▶ [Given data]:

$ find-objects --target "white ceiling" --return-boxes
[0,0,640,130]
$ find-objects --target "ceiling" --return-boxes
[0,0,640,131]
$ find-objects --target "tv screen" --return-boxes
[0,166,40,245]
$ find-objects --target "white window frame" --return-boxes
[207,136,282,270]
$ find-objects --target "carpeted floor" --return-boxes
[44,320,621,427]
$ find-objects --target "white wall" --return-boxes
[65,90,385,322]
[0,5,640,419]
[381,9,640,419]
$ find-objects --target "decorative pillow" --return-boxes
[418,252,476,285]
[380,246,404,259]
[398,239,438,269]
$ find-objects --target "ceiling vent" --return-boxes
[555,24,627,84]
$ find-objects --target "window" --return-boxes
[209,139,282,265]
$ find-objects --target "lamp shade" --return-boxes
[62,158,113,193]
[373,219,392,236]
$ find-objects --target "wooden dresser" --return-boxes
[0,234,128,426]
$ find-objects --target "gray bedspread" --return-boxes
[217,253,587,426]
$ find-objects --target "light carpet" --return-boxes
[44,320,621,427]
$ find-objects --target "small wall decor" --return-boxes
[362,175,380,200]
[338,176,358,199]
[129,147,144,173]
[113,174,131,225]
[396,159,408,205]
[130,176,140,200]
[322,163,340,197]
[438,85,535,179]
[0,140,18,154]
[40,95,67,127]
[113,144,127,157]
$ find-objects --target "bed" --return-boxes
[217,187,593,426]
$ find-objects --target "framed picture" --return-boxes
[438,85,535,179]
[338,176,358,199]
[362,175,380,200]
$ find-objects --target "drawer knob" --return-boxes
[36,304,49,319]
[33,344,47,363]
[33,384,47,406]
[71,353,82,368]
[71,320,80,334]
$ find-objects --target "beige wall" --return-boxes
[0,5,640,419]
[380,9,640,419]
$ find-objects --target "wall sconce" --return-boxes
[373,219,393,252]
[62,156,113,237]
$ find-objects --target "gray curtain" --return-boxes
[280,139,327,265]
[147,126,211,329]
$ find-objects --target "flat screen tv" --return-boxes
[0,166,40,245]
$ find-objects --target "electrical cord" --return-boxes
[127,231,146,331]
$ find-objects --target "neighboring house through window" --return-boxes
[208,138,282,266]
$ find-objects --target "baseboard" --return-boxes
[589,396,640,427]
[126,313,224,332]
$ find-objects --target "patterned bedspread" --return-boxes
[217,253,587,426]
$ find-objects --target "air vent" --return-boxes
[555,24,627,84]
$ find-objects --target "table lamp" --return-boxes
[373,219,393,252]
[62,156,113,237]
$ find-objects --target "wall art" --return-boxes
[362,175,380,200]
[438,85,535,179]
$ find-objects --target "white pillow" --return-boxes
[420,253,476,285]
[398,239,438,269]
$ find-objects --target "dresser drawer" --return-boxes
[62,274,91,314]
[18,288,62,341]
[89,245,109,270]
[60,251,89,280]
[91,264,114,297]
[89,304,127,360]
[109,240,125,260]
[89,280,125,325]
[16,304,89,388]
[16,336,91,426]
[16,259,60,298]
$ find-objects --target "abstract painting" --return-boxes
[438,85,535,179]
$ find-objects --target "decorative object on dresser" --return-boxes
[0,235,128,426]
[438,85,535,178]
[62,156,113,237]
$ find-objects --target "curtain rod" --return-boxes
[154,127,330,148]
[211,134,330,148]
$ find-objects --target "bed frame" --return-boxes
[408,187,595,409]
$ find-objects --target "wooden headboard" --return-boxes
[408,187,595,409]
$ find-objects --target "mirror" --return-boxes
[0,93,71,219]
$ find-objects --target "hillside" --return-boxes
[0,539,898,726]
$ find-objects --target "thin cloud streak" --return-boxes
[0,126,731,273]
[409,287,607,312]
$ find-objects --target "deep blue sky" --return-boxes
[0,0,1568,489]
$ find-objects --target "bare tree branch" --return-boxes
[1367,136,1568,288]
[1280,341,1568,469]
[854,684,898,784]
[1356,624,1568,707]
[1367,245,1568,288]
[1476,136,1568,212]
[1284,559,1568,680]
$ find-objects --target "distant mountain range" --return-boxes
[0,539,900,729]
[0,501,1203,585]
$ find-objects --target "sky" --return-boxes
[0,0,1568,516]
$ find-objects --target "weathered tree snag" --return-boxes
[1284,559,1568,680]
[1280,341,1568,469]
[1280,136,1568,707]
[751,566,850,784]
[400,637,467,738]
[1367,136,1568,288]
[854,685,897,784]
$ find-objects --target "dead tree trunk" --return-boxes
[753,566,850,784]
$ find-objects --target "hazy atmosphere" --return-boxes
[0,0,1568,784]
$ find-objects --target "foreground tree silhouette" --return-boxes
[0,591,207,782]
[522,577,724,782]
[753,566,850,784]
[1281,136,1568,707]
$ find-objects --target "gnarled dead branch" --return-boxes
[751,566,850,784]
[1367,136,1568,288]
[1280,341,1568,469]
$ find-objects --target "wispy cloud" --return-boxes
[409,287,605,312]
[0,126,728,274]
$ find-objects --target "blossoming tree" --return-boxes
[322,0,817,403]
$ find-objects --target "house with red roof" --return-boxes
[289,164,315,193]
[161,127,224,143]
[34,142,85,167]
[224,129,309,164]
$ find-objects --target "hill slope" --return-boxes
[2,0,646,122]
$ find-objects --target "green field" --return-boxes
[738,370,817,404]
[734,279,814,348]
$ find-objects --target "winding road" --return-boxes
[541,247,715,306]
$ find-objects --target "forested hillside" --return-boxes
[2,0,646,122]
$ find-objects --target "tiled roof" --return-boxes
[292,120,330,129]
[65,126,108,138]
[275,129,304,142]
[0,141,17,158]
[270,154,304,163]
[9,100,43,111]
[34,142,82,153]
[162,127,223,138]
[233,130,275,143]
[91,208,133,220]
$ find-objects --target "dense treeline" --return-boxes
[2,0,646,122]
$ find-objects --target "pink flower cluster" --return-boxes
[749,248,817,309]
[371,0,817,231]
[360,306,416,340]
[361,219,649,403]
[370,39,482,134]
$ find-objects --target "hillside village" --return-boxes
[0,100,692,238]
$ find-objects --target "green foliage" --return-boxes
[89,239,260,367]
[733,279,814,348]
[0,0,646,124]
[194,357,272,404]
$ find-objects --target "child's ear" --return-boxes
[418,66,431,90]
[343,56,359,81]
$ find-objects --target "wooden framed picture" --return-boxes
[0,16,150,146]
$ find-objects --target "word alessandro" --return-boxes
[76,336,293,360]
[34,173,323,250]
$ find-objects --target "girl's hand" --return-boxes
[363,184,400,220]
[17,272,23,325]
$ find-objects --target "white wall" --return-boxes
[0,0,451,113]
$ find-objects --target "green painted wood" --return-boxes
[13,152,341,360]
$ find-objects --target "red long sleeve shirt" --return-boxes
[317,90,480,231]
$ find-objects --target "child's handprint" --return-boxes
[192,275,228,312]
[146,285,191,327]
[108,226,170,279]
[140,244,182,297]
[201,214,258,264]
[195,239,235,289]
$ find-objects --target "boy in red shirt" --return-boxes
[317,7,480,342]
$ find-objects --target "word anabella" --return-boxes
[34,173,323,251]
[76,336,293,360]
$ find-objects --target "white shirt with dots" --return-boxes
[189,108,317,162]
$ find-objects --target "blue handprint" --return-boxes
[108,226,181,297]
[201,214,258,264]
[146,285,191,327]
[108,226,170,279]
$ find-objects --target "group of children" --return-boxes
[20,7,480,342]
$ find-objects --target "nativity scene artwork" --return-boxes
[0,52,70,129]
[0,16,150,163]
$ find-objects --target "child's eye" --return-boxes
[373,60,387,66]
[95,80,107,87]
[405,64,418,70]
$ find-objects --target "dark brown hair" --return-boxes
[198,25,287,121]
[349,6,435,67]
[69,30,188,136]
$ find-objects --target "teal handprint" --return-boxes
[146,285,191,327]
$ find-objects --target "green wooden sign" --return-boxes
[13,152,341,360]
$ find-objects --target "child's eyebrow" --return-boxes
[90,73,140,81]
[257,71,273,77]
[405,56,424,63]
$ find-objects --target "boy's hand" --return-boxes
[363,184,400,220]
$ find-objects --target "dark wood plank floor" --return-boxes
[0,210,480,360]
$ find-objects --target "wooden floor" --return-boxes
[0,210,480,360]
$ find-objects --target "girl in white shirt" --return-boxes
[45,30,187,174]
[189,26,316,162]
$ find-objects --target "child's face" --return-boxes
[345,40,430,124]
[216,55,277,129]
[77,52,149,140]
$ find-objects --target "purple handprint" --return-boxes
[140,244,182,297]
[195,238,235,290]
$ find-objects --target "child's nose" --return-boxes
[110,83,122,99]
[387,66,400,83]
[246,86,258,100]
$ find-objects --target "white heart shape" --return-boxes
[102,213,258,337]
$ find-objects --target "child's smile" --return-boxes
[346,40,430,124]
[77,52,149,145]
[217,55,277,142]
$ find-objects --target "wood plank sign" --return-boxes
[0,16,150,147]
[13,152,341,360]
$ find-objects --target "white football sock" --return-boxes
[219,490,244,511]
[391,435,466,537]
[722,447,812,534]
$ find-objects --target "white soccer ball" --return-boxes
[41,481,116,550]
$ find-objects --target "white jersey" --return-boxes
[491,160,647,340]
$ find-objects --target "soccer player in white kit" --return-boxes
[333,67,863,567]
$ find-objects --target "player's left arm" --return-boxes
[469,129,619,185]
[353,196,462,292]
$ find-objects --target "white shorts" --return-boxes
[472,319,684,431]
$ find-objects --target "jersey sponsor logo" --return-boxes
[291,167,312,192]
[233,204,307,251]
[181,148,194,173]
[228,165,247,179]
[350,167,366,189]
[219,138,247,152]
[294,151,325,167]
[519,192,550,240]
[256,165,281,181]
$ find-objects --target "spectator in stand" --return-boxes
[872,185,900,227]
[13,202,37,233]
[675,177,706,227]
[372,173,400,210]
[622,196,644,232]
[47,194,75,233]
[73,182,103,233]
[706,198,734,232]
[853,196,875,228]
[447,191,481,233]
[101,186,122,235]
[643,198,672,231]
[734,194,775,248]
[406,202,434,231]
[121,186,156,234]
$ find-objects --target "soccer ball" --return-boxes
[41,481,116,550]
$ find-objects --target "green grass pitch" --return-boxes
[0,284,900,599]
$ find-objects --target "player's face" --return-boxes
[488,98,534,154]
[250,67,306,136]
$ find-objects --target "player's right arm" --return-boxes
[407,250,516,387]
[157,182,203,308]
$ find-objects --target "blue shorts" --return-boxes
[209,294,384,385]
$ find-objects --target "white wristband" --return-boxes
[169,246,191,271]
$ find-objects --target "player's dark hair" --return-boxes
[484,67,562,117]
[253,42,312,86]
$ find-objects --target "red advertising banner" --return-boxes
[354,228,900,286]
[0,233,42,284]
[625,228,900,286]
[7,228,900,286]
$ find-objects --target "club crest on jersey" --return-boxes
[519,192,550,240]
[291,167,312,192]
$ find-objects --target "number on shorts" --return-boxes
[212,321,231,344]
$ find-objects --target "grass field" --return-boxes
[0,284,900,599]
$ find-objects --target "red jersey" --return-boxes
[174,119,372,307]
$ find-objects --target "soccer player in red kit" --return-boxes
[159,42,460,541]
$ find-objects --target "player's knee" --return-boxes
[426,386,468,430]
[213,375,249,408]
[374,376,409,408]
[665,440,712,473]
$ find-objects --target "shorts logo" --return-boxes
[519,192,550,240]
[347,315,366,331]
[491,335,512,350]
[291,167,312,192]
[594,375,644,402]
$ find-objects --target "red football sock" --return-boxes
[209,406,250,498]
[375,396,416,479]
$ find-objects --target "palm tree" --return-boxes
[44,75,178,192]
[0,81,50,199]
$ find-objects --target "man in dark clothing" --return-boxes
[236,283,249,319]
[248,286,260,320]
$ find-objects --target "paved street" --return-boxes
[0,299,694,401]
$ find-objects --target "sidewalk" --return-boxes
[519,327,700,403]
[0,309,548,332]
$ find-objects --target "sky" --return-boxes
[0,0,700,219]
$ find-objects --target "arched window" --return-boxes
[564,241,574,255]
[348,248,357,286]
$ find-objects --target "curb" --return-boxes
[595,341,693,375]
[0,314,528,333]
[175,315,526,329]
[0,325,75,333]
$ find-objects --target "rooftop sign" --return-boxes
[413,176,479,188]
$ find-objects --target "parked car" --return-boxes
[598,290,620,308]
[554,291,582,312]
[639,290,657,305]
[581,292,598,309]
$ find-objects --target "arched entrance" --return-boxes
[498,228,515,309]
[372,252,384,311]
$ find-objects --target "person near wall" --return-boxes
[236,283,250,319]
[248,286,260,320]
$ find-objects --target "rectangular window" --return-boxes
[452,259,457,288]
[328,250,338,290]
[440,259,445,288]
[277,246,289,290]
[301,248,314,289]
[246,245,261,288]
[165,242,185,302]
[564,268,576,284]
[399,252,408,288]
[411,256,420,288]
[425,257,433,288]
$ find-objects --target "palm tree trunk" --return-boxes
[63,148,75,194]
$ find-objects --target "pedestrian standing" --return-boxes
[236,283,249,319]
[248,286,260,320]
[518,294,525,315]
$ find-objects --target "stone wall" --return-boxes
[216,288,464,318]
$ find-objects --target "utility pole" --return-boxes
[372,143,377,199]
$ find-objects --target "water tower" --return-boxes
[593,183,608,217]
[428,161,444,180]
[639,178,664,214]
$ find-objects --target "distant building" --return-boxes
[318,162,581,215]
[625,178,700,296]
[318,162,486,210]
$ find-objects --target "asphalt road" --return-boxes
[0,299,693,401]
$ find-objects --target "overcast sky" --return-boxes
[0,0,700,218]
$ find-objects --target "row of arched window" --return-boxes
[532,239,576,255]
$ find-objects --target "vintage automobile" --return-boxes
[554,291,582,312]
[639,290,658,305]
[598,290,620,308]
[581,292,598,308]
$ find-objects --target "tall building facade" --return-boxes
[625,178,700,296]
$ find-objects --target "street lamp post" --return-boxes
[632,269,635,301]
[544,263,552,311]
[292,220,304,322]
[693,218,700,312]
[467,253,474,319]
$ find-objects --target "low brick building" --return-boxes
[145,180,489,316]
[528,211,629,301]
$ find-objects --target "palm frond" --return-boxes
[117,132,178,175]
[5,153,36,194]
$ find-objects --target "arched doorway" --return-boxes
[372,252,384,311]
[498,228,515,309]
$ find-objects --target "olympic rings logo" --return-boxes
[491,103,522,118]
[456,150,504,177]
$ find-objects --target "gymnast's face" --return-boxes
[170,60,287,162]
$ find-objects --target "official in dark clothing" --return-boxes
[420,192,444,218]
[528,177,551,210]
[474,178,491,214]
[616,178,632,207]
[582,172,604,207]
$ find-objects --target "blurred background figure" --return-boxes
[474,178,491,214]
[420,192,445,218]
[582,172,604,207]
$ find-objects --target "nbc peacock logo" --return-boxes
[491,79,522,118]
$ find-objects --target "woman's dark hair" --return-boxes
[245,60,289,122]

▶ [Written task]: Copy out the stretch of items from the very start through the line containing "[207,136,282,270]", both ends included, reproducing each line without changes.

▶ [Solution below]:
$ find-objects --target "white ceiling" --return-boxes
[0,0,640,130]
$ find-objects --target "ceiling" --return-boxes
[0,0,640,131]
$ find-objects --target "tv screen" --return-boxes
[0,166,40,245]
$ find-objects --target "white window frame" --return-boxes
[207,136,282,270]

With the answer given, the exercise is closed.